**Data supplied**.
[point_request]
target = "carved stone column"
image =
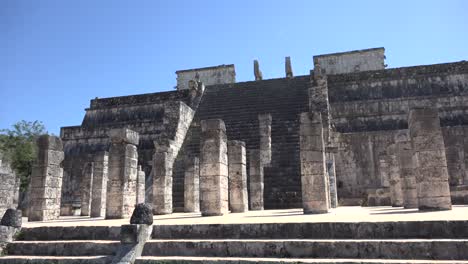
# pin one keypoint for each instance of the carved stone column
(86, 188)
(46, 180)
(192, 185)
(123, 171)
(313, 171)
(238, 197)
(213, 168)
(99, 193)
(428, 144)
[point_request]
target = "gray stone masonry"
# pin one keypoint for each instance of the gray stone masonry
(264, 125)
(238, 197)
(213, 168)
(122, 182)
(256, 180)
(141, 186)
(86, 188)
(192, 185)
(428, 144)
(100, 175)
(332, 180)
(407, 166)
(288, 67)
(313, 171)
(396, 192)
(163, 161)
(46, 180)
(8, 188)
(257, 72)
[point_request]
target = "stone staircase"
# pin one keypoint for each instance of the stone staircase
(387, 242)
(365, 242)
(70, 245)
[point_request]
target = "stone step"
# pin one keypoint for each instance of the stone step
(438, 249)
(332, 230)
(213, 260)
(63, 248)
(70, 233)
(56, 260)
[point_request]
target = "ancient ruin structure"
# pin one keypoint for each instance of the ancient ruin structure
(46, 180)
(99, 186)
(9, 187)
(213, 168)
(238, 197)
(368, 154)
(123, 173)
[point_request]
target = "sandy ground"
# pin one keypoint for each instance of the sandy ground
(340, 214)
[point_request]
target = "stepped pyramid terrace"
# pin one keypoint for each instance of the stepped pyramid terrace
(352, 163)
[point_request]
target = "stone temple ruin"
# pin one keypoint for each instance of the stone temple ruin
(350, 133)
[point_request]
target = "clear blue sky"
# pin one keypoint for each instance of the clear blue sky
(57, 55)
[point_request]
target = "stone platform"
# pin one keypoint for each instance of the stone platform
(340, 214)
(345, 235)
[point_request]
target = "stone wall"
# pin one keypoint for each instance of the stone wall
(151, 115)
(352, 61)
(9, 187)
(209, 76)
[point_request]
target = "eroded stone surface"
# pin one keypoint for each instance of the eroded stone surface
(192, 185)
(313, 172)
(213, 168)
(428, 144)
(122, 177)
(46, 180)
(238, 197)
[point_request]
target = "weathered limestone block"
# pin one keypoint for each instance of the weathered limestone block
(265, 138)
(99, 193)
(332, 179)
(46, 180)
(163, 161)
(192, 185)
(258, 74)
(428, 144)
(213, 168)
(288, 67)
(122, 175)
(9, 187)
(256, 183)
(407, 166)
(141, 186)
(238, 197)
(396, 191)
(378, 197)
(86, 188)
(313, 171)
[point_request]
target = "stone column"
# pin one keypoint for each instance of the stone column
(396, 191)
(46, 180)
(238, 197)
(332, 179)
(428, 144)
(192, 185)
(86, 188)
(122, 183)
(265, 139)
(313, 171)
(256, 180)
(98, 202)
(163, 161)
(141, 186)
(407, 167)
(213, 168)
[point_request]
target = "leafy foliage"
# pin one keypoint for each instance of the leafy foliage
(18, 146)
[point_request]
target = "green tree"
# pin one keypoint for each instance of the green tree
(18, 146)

**Task to complete**. Without the pictures, give every line of the data again, exactly as written.

**Result of this exercise**.
[point_request]
target = "carved stone column"
image =
# pin one keypoint for each instance of the carved stone column
(86, 188)
(46, 180)
(192, 185)
(123, 171)
(313, 171)
(238, 197)
(213, 168)
(99, 193)
(428, 144)
[point_request]
target = "gray stone masonry"
# pin one keypoint for each instance of the gray stone masonry
(264, 125)
(238, 197)
(213, 168)
(122, 182)
(256, 180)
(141, 186)
(86, 188)
(192, 185)
(428, 144)
(100, 175)
(332, 180)
(407, 166)
(288, 67)
(313, 171)
(396, 192)
(163, 161)
(46, 180)
(8, 188)
(257, 72)
[point_request]
target = "stone staircase"
# pin one keypoint for each instance of the stone staircase
(387, 242)
(365, 242)
(70, 245)
[point_request]
target = "stone step"
# pin one keypoint for each instance of the stone step
(438, 249)
(332, 230)
(213, 260)
(63, 248)
(70, 233)
(56, 260)
[point_request]
target = "ancient ruin structure"
# pin one keypoint for each instance of the ancient ruin structure
(46, 180)
(99, 186)
(9, 187)
(213, 168)
(238, 197)
(368, 154)
(123, 173)
[point_request]
target = "sandy ground"
# pin one keypoint for each instance of the sandy ground
(340, 214)
[point_request]
target = "stepped pyramid terrace"
# pin one keypoint for each instance of the stepped pyramid terrace
(352, 163)
[point_request]
target = "stone temple ruin"
# pin one keypoint for each instance of the stone temple ruin
(350, 133)
[point_request]
target = "clear blue sky"
# pin one keypoint for each instance of the clear blue sky
(57, 55)
[point_request]
target = "stone platform"
# pin one keypoint for each instance of the stone platform
(340, 214)
(345, 235)
[point_request]
target = "stone wall"
# pin one keypoint for each instance of the stone wall
(151, 115)
(352, 61)
(9, 187)
(209, 76)
[point_request]
target = "eroded stone surface"
# pin one keypoint for each instance of the eroded stone surface
(192, 185)
(313, 172)
(213, 168)
(428, 144)
(122, 177)
(46, 180)
(238, 197)
[point_request]
target = "weathered limestone block"
# pin one keypoint for each instance of the weathered limestone block
(265, 138)
(99, 193)
(332, 179)
(46, 180)
(163, 161)
(192, 185)
(258, 74)
(428, 144)
(213, 168)
(288, 67)
(122, 175)
(9, 187)
(256, 183)
(407, 166)
(141, 186)
(238, 197)
(396, 191)
(378, 197)
(86, 188)
(313, 171)
[point_request]
target = "stone column"
# pin one keypoint for each instance of the stone column
(396, 191)
(46, 180)
(238, 197)
(332, 179)
(428, 144)
(192, 185)
(86, 188)
(122, 183)
(265, 139)
(313, 171)
(256, 180)
(98, 202)
(163, 161)
(141, 186)
(407, 167)
(213, 168)
[point_request]
target = "leafy foliage"
# pin one keypoint for each instance of the leafy foliage
(18, 146)
[point_request]
target = "green tree"
# pin one keypoint for each instance of the green tree
(18, 146)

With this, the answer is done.